## SELECTED TEXT
[START]

# Homemade Genturie



## Y-Guy (Jan 30, 2004)

I think some of you know I had my C0 detector sound off a couple times last fall, the dealer extended the pipe a bit and resealed around the generator compartment. Well this Spring it went off again on us. So I set out to solve the problem. I wasn't about to drop $135 at Camping World for the Genturi, so of course I found the solution on the internet. I picked up all the parts I needed at Lowe's for under $20 and about 1 hour of time. I'm going to clean it up a bit, but I was able to test it out on our week long trip over the 4th and I worked great! No more alarms, the device worked great.

Here is the shopping list:
- Suction Cups - I got the ones with the rotating plastic hooks which create a stronger suction. 
- 10' of 3" thin wall PVC Sewer Pipe
- 1 1/4" EMT 90 degree Conduit sweep
- 1 1/4" EMT coupler
- 2 Strips of 1/2" bar stock
- Handfull of bolts & friction nuts

I left the PCV at 10', with the swage end you could cut it in half and have two 4-5' sections that would stick together.

Cut and bend 3 strips of bar stock to hold the conduit sweep about 2" below the PVC pipe, drill through the bar and PVC and then the sweep, use bolt/nuts to secure. Use the bolts on the coupler to mount to the sweep, you don't need to secure the side on the exhaust vent so you can remove those 2 bolts. Hold the PVC pipe up, and decide where to locate the suction cups, then bend the next steel bar strip 90 degrees and then each end. I rotated ends 90 degrees, drilled a hole in the end and removed the small plastic pin. I slipped a bolt through the bar and through the suction cup and hook and attached a nut. I took a small metal strip i had and bent it flat like a U, then used a clamp to hold it in place. The duct tape was just to keep the edge from catching.

[END]

## DATA TO USE
[START]

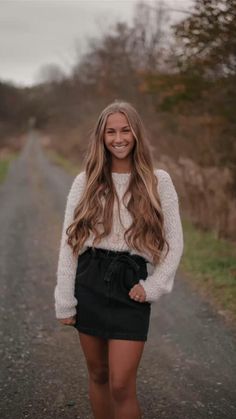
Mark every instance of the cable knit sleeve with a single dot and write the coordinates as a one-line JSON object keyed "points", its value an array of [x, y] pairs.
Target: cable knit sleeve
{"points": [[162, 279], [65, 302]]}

[END]
[START]

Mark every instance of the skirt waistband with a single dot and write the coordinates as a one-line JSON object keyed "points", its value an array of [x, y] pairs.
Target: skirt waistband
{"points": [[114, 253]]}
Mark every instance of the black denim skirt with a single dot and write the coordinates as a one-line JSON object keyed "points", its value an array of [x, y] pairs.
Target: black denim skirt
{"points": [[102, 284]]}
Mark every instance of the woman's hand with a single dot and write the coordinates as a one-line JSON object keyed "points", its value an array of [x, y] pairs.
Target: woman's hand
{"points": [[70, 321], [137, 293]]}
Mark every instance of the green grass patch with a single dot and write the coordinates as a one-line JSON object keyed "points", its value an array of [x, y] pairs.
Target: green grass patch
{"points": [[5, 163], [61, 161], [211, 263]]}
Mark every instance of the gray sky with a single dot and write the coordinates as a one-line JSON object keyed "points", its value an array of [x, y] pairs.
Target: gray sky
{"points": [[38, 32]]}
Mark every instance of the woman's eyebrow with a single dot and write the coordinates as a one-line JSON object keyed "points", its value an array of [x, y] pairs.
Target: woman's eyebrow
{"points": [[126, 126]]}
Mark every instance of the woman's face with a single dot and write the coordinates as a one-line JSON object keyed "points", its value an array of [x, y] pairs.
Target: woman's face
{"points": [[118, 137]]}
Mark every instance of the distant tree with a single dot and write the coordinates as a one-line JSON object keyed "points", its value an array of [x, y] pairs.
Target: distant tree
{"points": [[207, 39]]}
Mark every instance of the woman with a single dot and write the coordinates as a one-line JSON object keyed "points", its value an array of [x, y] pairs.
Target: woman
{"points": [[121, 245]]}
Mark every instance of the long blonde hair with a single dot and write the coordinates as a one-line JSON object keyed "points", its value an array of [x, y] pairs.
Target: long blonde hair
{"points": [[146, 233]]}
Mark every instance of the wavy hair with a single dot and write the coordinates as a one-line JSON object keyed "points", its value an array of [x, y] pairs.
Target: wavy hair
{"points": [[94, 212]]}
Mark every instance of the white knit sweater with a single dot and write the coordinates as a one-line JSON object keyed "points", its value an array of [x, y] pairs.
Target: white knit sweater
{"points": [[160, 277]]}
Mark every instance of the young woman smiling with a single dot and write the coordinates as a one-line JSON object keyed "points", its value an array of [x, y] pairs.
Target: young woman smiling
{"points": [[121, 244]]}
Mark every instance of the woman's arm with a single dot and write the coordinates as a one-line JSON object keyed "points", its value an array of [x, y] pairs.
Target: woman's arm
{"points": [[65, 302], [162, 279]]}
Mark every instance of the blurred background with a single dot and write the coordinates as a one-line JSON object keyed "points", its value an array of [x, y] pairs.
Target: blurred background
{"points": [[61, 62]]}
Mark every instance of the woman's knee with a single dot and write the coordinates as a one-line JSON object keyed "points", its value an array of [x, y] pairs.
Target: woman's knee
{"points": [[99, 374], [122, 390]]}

[END]

## CHALLENGES
1 - Find every line in the entries that contains the string "hair" and copy each such line in full.
2 - Extend the forum post about building a homemade generator exhaust stack, picking up right after its last sentence.

## ANSWERS FOR THE TASKS
1 -
Mark every instance of the long blonde hair with a single dot and write the coordinates as a one-line JSON object keyed "points", its value an array of [x, y] pairs.
Target: long blonde hair
Mark every instance of the wavy hair with a single dot and write the coordinates as a one-line JSON object keyed "points", its value an array of [x, y] pairs.
Target: wavy hair

2 -
Not the best write up, but I'm more of a picture person myself.


----------



## h2oman (Nov 17, 2005)

That's pretty clever Y-Guy. Does that pvc fit in your rig in one peice?


----------



## HootBob (Apr 26, 2004)

Looks great Y-Guy
nice job well done









Don


----------



## PDX_Doug (Nov 16, 2004)

Great job, Steve!









But I am a little unclear... Is this an extension for the genset exhaust pipe, or a ventilation system for the compartment it's in?









Happy Trails,
Doug


----------



## CamperAndy (Aug 26, 2004)

PDX_Doug said:


> Great job, Steve!
> 
> 
> 
> ...


The Genturie is a exhaust stack extension.


----------



## Katrina (Dec 16, 2004)

looks good to me.
Curious.....Why the change over to PVC and not EMT for the duration of the run?
Any heat or melting felt around the bottom of the PVC?


----------



## Y-Guy (Jan 30, 2004)

Katrina - You don't want to extend the tail pipe any further than it already is as it would put pressure back on the generator which isn't good. By having the opening the natural heat flow goes up into the PVC pipe without adding another 10' of pipe. We ran the generator for 4-5 hours one day with temps in the mid-90's and the pipe was just barely warm. Others came up with this design and have reported no problems with the thin wall PVC.

h2oman - Yes in my case I didn't need to cut it down since I have a 12' garage.

PDX_Doug - CamperAndy is right, just an extension for the exhaust for the generator.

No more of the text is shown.